(Votre travail)
**A.** Dites si chacune de ces phrases s'accorde avec le texte sur la persécution des chrétiens. Répondez par oui ou non et citez mot pour mot le passage qui tranche : (i) Trajan interdit de tenir compte des accusations anonymes ; (ii) le décret de Néron fut révoqué par Trajan ; (iii) c'est l'empereur qui déclencha les massacres de l'an 177.
**B.** D'après le texte sur la persécution des chrétiens, en quelle année éclate la proscription de Dèce ?
**C.** Prolongez le texte sur la persécution des chrétiens en Gaule à partir de sa dernière phrase.

(Texte fourni)
===============
La persécution fut l’apanage de la religion de Jésus-Christ dès son berceau, dans les Gaules comme partout ailleurs. La situation légale des chrétiens était la suivante. Un décret ou plutôt une mesure de Néron, après l’an 64, les proscrivait comme coupables et passibles de la peine capitale, pour leur seule qualité de chrétien. Ce décret, qui ne fut jamais révoqué jusqu’à Constantin (1), fut la base juridique sur laquelle opérèrent tous les persécuteurs. Tantôt les chrétiens étaient dénoncés et recherchés, et alors ils étaient mis à mort, tantôt on leur laissait la tranquillité. Mais, même dans ce dernier cas, la loi était toujours suspendue sur leur tête comme un glaive prêt à s’abattre, dès qu’il plaisait à /12/ un gouverneur de les citer à sa barre ou à un particulier de dénoncer quelqu’un d’entre eux (1).

Au iie siècle, Trajan, tout en maintenant le délit fondamental de christianisme, défendit que l’on recherchât les chrétiens; mais s’ils étaient déférés au juge, ils devaient être punis de mort, à l’exception de ceux qui apostasieraient. Il défendit aussi de tenir compte des accusations anonymes. La persécution, après Néron, ne fit donc généralement que des victimes isolées, ou immolées par petits groupes. Dans les Gaules surtout, le christianisme n’avait pas encore pénétré les masses; et si l’on trouve des martyrs dans un certain nombre de provinces, ce furent des martyrs isolés. Mais, sous le règne de Marc-Aurèle, l’an 177, « l’on vit dans les Gaules, pour la première fois, dit Sulpice Sévère, des massacres en masse de chrétiens, martyria(2) ». Ce ne fut pas l’empereur qui déchaîna cette tempête de sang, mais le peuple de Lyon qui, égaré par les calomnies persistantes, répandues par lès ennemis de la religion du Christ, surtout par les juifs, poursuivit, maltraita, dénonça les chrétiens. A la persécution de Septime-Sévèrej, en 202, succède une ère de calme relatif; puis éclate la furieuse proscription de Dèce, en 250. Valérien, en 257, continue son œuvre sanglante.
===============
(Lignes de données)
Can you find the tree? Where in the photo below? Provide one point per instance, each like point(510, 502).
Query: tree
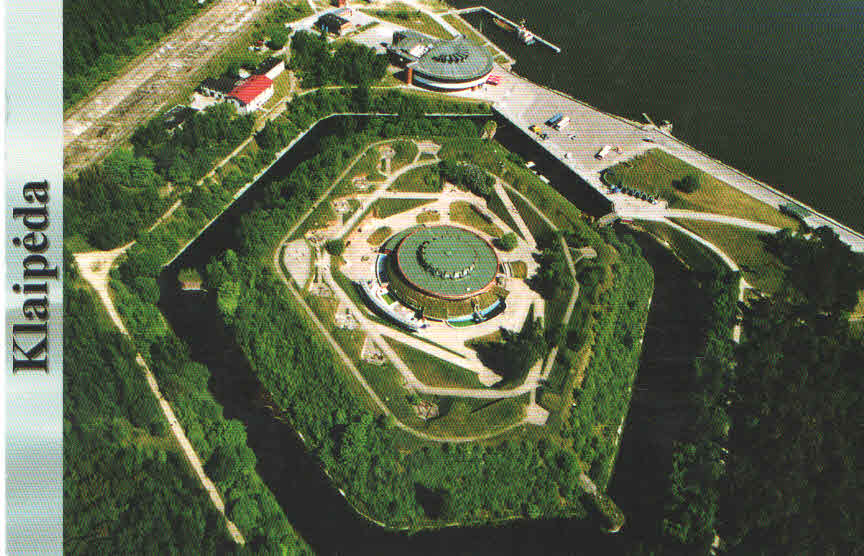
point(687, 184)
point(509, 241)
point(335, 247)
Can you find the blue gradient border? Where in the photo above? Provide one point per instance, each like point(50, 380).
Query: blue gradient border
point(34, 152)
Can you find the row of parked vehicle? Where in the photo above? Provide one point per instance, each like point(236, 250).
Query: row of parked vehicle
point(634, 193)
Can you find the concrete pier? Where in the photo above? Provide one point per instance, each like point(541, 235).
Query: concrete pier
point(525, 104)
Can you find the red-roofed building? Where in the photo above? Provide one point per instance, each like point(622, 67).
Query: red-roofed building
point(250, 94)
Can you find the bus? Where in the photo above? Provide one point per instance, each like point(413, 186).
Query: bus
point(551, 122)
point(603, 152)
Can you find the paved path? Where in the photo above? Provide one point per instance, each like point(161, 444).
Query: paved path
point(525, 103)
point(95, 268)
point(99, 123)
point(511, 208)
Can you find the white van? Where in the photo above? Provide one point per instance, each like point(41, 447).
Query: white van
point(603, 152)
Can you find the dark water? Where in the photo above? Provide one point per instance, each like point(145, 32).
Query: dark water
point(772, 88)
point(318, 511)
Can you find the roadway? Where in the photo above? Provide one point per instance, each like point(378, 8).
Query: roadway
point(524, 103)
point(96, 125)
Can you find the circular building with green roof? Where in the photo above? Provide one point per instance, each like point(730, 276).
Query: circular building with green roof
point(450, 65)
point(444, 271)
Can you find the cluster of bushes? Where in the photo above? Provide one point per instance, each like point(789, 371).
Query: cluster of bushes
point(219, 442)
point(126, 487)
point(471, 177)
point(692, 491)
point(349, 64)
point(794, 447)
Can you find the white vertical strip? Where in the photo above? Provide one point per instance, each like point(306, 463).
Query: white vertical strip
point(33, 247)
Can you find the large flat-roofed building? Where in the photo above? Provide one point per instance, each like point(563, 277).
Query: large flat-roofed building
point(448, 65)
point(333, 23)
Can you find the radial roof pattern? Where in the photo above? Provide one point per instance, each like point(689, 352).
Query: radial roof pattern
point(446, 261)
point(455, 60)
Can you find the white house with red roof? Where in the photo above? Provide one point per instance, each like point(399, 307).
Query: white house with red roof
point(250, 94)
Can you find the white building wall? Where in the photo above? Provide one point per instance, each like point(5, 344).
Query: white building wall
point(449, 86)
point(256, 103)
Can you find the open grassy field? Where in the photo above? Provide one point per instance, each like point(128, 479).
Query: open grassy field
point(406, 16)
point(424, 179)
point(387, 383)
point(694, 255)
point(388, 207)
point(321, 217)
point(428, 216)
point(520, 269)
point(470, 416)
point(656, 171)
point(467, 214)
point(432, 371)
point(760, 268)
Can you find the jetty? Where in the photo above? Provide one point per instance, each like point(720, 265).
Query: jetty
point(513, 24)
point(581, 148)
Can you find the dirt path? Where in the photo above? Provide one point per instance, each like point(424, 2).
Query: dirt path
point(95, 268)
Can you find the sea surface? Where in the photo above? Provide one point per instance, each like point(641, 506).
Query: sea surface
point(775, 89)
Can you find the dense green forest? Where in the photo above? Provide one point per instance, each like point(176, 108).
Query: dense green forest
point(100, 36)
point(127, 488)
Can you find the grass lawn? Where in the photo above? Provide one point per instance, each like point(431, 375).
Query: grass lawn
point(496, 205)
point(402, 14)
point(760, 268)
point(406, 152)
point(655, 172)
point(432, 371)
point(424, 179)
point(519, 269)
point(536, 225)
point(388, 207)
point(428, 216)
point(379, 235)
point(471, 416)
point(467, 214)
point(694, 255)
point(387, 383)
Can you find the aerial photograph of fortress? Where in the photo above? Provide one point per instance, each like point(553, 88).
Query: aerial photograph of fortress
point(425, 276)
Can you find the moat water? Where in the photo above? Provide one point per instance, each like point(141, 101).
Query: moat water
point(315, 507)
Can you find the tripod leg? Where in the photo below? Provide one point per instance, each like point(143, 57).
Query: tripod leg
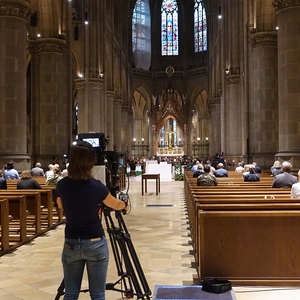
===============
(Réponses dans l'ordre)
**A.**
(i) Oui : « Il défendit aussi de tenir compte des accusations anonymes. »
(ii) Non : « qui ne fut jamais révoqué jusqu’à Constantin »
(iii) Non : « Ce ne fut pas l’empereur qui déchaîna cette tempête de sang »

**B.** En 250.

**C.**
Après une nouvelle accalmie, pendant laquelle l’église des Gaules put se préparer à d’autres luttes, nous arrivons au règne de Dioctétien (284), sous lequel sainte Foy remporta la palme du martyre. Ce prince associa à l’empire, en 286, Maximien, le plus cruel des hommes. Il adopta pour lui-même le nom de Jupiter et donna à son collègue celui d’Hercule. Le premier était la tête souveraine, le second le bras puissant. Les chrétiens, depuis l’an 275, date de la mort d’Aurélien, jouissaient d’une /13/ paix profonde. Cette paix allait maintenant être troublée dans les Gaules. Voici à quelle occasion.

Une révolte formidable, celle des Bagaudes, éclata dans tout le nord de la Gaule et s’étendit depuis le Rhin jusqu’à la Loire. Les Bagaudes étaient des paysans exaspérés par les usurpations des riches et les exactions du fisc. Un sourd réveil de la nationalité gauloise se mêla peut-être à ce mouvement de désespoir. Mais les chrétiens y furent absolument étrangers. Ceux-ci ne transgressaient jamais le devoir d’obéissance aux lois; d’ailleurs les campagnes, qui seules fournissaient les révoltés, étaient encore presque toutes païennes (1).

Chargé par Dioclétien de dompter cette redoutable révolte, Maximien-Hercule se porta dans le nord de la Gaule et dispersa plutôt qu’il ne détruisit ces bandes imparfaitement organisées. Le féroce empereur profita de ces courses militaires pour assouvir sa rage contre les chrétiens. Son passage à l’est, au nord et jusqu’au midi des Gaules, à Marseille, fut marqué par la trace du sang des martyrs (2). Cette persécution fut sanglante, mais de courte durée, Maximien ayant quitté la Gaule proprement dite et s’étant fixé à Trêves en 288. Elle fut suivie d’une période de paix relative.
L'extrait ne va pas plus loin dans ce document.